> **Given request**
Which lines in the rows below contain the string "flamingo"? Return each one in full.

== Data for this task

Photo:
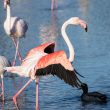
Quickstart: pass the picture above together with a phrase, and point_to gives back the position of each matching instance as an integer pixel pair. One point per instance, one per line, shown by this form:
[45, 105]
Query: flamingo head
[78, 21]
[6, 2]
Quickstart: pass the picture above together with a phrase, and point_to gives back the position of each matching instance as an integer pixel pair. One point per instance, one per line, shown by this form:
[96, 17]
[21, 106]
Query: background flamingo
[15, 27]
[43, 60]
[3, 63]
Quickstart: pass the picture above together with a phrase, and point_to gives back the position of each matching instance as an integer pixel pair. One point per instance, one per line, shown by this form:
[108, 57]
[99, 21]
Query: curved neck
[69, 44]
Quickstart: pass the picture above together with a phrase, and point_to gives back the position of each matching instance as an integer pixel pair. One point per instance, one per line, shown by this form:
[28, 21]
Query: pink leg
[2, 86]
[18, 53]
[37, 95]
[15, 96]
[53, 4]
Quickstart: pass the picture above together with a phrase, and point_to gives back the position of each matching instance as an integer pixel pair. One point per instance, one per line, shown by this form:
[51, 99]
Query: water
[92, 52]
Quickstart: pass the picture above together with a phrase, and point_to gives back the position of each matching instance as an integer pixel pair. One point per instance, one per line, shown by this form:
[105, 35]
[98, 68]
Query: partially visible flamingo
[42, 60]
[54, 4]
[3, 63]
[15, 27]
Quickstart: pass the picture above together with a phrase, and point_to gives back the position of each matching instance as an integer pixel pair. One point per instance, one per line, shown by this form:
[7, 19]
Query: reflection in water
[50, 32]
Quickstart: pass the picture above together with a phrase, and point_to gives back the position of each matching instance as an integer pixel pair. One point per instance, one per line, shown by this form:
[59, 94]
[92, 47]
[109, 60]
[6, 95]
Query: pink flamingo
[15, 27]
[54, 4]
[3, 63]
[42, 60]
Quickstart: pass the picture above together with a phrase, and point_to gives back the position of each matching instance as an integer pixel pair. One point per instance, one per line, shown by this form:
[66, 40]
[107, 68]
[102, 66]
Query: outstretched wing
[57, 64]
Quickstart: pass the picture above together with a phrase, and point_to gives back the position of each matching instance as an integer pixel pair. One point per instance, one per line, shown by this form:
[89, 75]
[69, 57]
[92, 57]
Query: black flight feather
[57, 69]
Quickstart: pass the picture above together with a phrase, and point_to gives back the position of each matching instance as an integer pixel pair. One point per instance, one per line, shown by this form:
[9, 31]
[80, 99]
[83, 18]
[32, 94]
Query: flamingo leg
[16, 95]
[53, 4]
[2, 87]
[16, 44]
[37, 95]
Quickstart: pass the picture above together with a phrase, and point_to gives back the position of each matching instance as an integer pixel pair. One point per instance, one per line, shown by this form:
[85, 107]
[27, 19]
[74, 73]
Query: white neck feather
[69, 44]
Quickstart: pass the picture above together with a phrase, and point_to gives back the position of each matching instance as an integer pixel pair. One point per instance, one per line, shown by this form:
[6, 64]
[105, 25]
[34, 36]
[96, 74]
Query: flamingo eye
[49, 49]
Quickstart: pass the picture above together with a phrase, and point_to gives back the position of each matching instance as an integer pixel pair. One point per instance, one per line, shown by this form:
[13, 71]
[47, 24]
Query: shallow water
[92, 52]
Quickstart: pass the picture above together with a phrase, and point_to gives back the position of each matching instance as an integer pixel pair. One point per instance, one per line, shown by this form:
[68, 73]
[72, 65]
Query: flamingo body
[42, 60]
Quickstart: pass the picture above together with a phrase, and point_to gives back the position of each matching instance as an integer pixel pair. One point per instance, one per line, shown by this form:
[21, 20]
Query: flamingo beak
[83, 24]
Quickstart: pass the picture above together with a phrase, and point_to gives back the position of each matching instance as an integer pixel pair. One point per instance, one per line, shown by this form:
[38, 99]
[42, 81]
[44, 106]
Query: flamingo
[14, 27]
[42, 60]
[3, 63]
[54, 4]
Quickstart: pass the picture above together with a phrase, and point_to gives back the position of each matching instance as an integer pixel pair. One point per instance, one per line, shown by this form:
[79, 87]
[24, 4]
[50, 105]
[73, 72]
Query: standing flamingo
[54, 4]
[15, 27]
[3, 63]
[42, 60]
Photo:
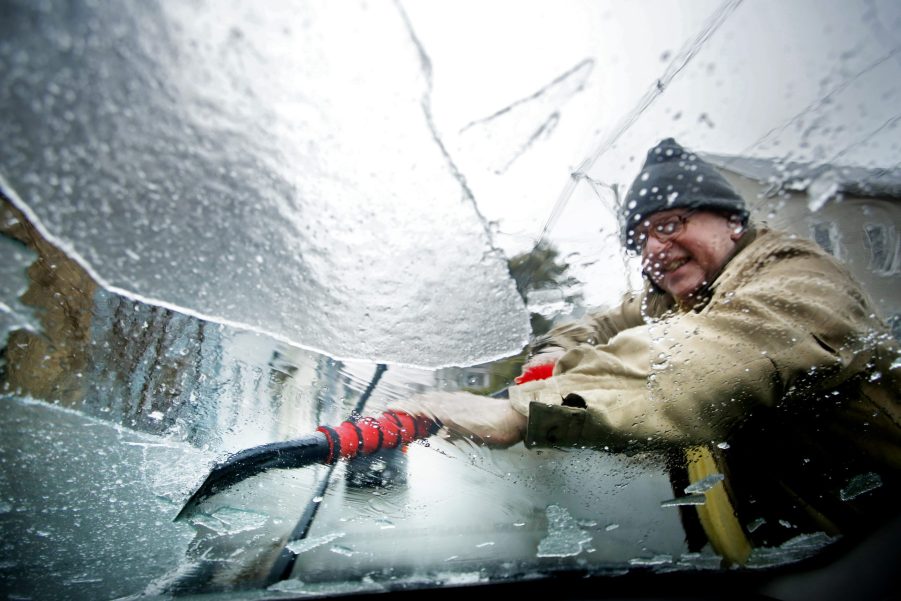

====

> **Response to the exercise**
Query: flamingo head
Query: background flamingo
Query: partially visible flamingo
Query: pink flamingo
Query: flamingo leg
Query: flamingo eye
Query: flamingo body
Query: flamingo beak
Query: flamingo
Query: standing flamingo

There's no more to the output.